Please reproduce every record, keeping each one exactly as written.

--- --- ---

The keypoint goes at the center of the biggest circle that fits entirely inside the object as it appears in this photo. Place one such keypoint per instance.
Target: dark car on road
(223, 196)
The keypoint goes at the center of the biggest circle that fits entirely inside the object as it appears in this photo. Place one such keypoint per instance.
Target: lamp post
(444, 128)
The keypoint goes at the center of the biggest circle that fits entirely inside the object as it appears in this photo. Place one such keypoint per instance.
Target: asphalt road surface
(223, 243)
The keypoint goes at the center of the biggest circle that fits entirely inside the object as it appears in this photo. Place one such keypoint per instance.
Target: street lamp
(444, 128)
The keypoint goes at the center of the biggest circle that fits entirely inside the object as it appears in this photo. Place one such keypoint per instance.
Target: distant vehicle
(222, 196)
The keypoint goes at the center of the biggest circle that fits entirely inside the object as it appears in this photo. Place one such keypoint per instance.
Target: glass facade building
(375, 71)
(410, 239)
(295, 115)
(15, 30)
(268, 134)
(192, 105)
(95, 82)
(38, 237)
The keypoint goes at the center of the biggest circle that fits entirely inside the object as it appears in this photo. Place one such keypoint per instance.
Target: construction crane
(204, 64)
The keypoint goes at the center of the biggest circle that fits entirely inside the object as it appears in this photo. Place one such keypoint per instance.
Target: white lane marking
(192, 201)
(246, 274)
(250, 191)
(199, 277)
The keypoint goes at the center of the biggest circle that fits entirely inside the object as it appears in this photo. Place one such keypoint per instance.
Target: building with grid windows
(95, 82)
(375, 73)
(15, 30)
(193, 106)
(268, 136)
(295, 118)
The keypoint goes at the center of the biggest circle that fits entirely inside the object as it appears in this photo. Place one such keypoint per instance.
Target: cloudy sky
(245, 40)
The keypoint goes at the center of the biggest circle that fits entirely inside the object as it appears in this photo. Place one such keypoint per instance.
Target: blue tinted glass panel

--- --- ---

§ ANSWER TO THIS TASK
The keypoint goes at the center of the biggest circle that fits entirely inside the object as it appears in this photo. Place one such keypoint per instance.
Target: dark car on road
(223, 196)
The keypoint goes at the center of the biggest circle that fits entirely inside the object as it appears in this photo. Place one such keypoint per instance.
Target: lamp post
(444, 128)
The keypoint goes at the center of the biggest circle that fits entirely inside the object as it appears in this photo. Place one such keypoint per instance.
Target: asphalt road surface
(223, 243)
The keypoint goes at the center of the biggest circle that fits entirely inside the object as it appears in this photo. Place one such keypoint per instance.
Target: street lamp
(444, 128)
The keypoint goes at the center of the biggest circle that fits entirely inside the object as it appears in this photo. Place one such keypoint per instance.
Target: distant vehicle
(222, 196)
The keypoint goes at the center of the biggest circle that fits entirely inside the object as it appears in this photo. Place one such keypoint per instance.
Target: glass facade building
(375, 71)
(410, 239)
(295, 115)
(15, 30)
(268, 134)
(192, 105)
(95, 82)
(38, 237)
The keypoint goes at the center of the biggest circle that fits entirely inside the object as it appears in this photo. Place one such keypoint per instance.
Target: construction crane
(204, 64)
The keypoint goes at the center of the biggest circle that fits entirely inside the object as it appears in this photo. Place one such keypoint per instance.
Target: white lane marking
(192, 201)
(246, 274)
(250, 191)
(199, 277)
The keypoint goes at the center of the biggest circle that fits entirely inside the object as it appears in this photo. Place one such keypoint per instance.
Target: building with grid windows
(95, 82)
(375, 73)
(15, 30)
(193, 106)
(268, 136)
(295, 118)
The keypoint goes at the center of the biggest circle that fits entirely inside the object as it appears in this photo. Place one such keypoint per instance.
Target: cloudy sky
(245, 40)
The keypoint goes at the center of the biggest circle that fits entirely inside the object as it appears in this photo. Place one such keypoint per instance.
Target: blue tinted glass panel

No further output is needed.